** How to complete this task **
The result should be the line with "Would you mind pointing to the white city" followed by every remaining line of the entries, each reproduced exactly, with nothing else.

========================

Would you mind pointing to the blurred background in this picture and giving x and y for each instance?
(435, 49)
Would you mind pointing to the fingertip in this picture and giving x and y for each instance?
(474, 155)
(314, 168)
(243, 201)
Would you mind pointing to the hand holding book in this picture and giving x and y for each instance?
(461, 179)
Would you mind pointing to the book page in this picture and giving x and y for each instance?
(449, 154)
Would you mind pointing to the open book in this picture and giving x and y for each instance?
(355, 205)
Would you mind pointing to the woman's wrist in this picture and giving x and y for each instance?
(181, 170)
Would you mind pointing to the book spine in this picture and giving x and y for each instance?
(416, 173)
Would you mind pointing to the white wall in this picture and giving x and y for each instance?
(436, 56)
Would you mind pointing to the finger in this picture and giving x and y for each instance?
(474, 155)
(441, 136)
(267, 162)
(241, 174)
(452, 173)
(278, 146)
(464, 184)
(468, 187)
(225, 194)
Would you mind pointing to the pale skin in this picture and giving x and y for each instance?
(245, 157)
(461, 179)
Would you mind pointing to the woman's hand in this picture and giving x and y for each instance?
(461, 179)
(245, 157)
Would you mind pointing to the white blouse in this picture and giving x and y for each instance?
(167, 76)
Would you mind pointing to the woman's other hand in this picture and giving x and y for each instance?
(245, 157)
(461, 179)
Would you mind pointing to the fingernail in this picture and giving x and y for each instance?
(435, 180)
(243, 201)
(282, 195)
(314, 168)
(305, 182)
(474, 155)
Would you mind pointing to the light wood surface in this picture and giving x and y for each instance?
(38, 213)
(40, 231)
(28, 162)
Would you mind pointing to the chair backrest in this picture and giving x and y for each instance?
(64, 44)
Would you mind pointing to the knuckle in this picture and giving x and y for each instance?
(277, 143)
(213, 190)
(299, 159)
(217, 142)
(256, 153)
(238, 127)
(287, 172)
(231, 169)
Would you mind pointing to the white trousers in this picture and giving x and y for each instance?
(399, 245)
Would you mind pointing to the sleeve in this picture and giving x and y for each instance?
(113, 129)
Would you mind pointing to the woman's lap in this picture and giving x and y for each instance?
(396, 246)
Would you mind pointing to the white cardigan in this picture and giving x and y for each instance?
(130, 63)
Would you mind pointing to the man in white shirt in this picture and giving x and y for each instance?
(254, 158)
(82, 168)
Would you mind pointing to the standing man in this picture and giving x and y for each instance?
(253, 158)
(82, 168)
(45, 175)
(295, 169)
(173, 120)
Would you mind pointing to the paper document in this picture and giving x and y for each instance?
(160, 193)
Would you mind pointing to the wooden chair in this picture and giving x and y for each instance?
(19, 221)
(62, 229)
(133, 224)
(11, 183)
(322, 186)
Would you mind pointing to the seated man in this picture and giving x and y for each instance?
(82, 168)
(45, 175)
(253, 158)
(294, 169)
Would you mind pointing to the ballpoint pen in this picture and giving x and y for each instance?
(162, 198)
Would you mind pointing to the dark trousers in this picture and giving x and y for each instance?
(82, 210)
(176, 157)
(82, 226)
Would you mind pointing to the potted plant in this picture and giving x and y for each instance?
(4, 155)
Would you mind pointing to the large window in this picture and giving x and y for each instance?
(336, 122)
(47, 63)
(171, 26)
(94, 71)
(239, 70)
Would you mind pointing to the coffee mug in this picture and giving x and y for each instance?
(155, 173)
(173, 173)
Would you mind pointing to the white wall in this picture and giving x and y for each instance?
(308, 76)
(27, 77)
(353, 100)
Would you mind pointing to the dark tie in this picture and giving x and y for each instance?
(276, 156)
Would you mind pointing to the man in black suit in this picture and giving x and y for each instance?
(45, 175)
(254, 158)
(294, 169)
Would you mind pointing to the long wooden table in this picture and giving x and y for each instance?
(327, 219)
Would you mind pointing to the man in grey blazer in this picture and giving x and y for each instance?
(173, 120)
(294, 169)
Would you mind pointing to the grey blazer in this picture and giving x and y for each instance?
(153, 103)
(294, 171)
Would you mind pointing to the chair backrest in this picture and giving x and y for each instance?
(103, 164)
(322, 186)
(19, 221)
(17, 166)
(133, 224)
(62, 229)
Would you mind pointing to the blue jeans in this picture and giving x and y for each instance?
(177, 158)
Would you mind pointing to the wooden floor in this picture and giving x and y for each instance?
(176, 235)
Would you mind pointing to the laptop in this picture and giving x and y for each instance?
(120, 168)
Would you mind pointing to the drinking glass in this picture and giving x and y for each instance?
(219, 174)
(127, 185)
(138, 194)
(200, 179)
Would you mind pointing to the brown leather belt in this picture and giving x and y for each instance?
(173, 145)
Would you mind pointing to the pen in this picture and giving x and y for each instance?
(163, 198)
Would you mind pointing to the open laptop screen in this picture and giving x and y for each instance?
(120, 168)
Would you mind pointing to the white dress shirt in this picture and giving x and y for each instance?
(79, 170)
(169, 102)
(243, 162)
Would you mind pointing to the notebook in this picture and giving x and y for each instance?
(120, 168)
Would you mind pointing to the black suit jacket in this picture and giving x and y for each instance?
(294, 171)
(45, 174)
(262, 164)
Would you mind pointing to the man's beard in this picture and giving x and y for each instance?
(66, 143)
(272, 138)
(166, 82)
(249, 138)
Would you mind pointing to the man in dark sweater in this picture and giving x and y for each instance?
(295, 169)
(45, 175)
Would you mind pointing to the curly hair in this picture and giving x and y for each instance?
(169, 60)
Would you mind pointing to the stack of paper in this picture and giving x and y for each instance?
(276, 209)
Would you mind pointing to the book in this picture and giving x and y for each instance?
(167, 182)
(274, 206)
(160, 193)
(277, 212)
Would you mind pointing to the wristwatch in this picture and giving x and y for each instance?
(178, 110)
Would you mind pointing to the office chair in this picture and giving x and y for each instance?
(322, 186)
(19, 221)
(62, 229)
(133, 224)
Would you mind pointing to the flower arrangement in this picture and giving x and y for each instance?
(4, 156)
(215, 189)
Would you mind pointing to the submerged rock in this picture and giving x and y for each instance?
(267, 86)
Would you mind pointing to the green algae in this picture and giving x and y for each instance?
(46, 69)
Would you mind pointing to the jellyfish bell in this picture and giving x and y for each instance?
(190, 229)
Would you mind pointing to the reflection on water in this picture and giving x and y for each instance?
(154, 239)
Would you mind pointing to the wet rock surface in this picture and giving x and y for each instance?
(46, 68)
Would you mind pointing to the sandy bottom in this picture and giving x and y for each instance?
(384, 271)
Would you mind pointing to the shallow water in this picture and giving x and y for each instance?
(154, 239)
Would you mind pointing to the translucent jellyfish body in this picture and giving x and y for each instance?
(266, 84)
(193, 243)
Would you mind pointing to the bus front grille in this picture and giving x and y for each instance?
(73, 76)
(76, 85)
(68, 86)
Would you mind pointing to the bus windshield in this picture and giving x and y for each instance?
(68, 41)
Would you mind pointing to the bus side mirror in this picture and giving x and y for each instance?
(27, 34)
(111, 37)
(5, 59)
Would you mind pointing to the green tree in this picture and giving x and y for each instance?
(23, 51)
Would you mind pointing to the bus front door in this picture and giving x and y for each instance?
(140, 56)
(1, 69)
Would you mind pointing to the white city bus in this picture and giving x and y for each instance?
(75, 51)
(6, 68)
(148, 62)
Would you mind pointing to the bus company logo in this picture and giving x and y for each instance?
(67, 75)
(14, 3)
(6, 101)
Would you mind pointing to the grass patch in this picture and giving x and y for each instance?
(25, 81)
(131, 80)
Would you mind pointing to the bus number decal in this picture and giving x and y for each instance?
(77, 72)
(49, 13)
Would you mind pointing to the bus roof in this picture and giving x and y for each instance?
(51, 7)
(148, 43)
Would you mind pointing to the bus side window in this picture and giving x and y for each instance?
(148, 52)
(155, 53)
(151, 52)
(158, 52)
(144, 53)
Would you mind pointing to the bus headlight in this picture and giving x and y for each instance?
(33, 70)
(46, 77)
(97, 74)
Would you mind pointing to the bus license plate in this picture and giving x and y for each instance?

========================

** Solution for this exercise **
Would you mind pointing to the white city bus in this picture and giving x and y for each instance?
(75, 51)
(6, 68)
(148, 62)
Would you mind pointing to the bus company logo in this picture and giving x and y for each instance?
(67, 75)
(14, 3)
(6, 101)
Would you mind pointing to the grass patch in this picture and giving x and y for each instance?
(25, 81)
(131, 80)
Would you mind pointing to the bus number decal in this picture and giving x and y for each instance?
(77, 72)
(49, 13)
Would you mind pointing to the bus roof in this picture and giving x and y for each instance?
(51, 7)
(148, 43)
Would you mind pointing to the bus side window in this picture and giving x and y for each instance?
(148, 52)
(155, 53)
(151, 52)
(158, 52)
(144, 53)
Would you mind pointing to the bus headlight in this picture and giving x and y for each instance?
(33, 70)
(46, 77)
(97, 74)
Would you mind pointing to the bus license plate in this picture and giving x and y for each instance?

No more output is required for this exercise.